--- Brano proposto ---

Inoltre questo passato coloniale sanguinoso ha spianato la strada
all'attuale repressione omicida degli immigrati di pelle scura
da parte dei governanti dell'Europa occidentale, dalla razzista
Rasterfahndung, la schedatura razziale computerizzata degli immigrati,
in gran parte musulmani, in Germania, fino al terrore razzista
poliziesco istituzionalizzato della campagna "Vigipirate"
francese, o all'affondamento di navi cariche di profughi albanesi
da parte dell'Italia, o ancora al-le deportazioni dei richiedenti
asilo in Inghilterra, e così via.
Forse i firmatari "di sinistra" della dichiarazione
citata pensano che i loro padroni imperialisti "gli devono
qualcosa". Dopotutto, hanno aiutato davvero a portare al
potere governi reazionari in tutta Europa. Il Swp britannico ha
detto di essere "al settimo cielo" quando Tony Blair,
il cagnolino di Bush, divenne per la prima volta Primo ministro.
La Lcr francese ha fatto una campagna vigorosa "nelle strade
e nei seggi elettorali" per "fermare Le Pen" ed
eleggere il gollista di destra Jacques Chirac. Il gruppo cliffista
tedesco Linksruck ha aiutato a far rieleggere Schroeder, che ha
usato la Guerra nei Balcani per diventare il primo uomo dopo Hitler
a mandare i carri armati della Bundeswehr fuori dalla Germania.
Loro lo hanno presentato come un candidato "per la pace"
e antiamericano. Il leader di Rc Bertinotti usa la parte sinistra
della bocca per parlare di uno "sciopero generale europeo
per la pace" (escludendo ovviamente gli operai statunitensi)

--- Dati estratti ---

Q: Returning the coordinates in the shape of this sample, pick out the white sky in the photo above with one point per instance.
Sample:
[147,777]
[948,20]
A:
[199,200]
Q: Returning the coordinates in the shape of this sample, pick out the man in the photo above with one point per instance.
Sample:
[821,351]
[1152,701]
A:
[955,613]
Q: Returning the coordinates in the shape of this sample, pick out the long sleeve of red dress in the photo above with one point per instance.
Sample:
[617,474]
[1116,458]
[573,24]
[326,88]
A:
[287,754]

---
--- Dati estratti ---

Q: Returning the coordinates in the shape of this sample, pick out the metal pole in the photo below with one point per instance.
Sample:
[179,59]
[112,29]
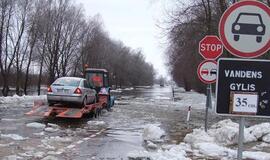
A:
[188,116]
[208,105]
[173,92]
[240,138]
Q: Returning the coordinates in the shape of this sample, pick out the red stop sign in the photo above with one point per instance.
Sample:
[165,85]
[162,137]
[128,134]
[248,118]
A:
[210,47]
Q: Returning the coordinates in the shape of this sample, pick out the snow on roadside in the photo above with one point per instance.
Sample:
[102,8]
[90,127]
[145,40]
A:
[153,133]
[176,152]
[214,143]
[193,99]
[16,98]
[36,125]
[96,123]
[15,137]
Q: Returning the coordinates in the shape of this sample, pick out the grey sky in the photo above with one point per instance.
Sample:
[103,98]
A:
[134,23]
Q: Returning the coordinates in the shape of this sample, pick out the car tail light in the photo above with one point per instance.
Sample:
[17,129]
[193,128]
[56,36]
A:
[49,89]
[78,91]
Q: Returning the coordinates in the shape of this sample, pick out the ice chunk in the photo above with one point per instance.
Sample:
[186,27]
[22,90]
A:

---

Compiti dell'esercizio
• A. Elenca tutte le persone citate per nome nel brano proposto.
• B. Trascrivi il brano proposto da "francese, o all'affondamento" giù fino a "e così via.", scambiando "Inghilterra" con "Gran Bretagna".
• C. Porta avanti il brano proposto, sulla sinistra europea e sui suoi governi, a partire dall'ultima frase riportata.

Risultati finali
• A. Tony Blair, Bush, Le Pen, Jacques Chirac, Schroeder, Hitler, Bertinotti

• B.
francese, o all'affondamento di navi cariche di profughi albanesi
da parte dell'Italia, o ancora al-le deportazioni dei richiedenti
asilo in Gran Bretagna, e così via.

• C.
e nello stesso tempo fa appello ai capi di stato europei, incluso
il reazionario Berlusconi, alleato dei fascisti, ad opporsi alla
guerra. In pratica Bertinotti chiede ai governi capitalisti di
fare uno "sciopero per la pace". Proposta e FalceMartello
(la filiale italiana del gruppo britannico di Ted Grant), sprofondati
in Rc, rifiutano di prendere una posizione di difesa dell'Iraq
e promuovono mobilitazioni contro le basi militari statunitensi
in Italia senza parlare dell'imperialismo italiano. In effetti
Proposta ha sostenuto il precedente governo di Ulivo/Rc che invase
l'Albania nel 1997. Nel cyberspazio, Workers Power e la Lega per
un'internazionale comunista rivoluzionaria (Lrci) fanno appello
alla "difesa dell'Iraq", ma nelle strade della Gran
Bretagna fecero campagna elettorale per Tony Blair, che fa la
guerra contro l'Iraq. Workers Power fece aperta campagna per la
sconfitta della Serbia da parte dell'esercito di liberazione del
Kosovo, che era uno strumento dell'imperialismo Nato nella Guerra
dei Balcani, partecipando ad una manifestazione a Londra con lo
slogan "Buona Fortuna Nato!" e pubblicò una dichiarazione
demente secondo cui "a seguito della vittoria della Nato
in Kosovo, sta maturando una situazione pre-rivoluzionaria"
("The fight to overthrow Milosevic in Serbia", dichiarazione
della Lrci del 11 agosto 1999).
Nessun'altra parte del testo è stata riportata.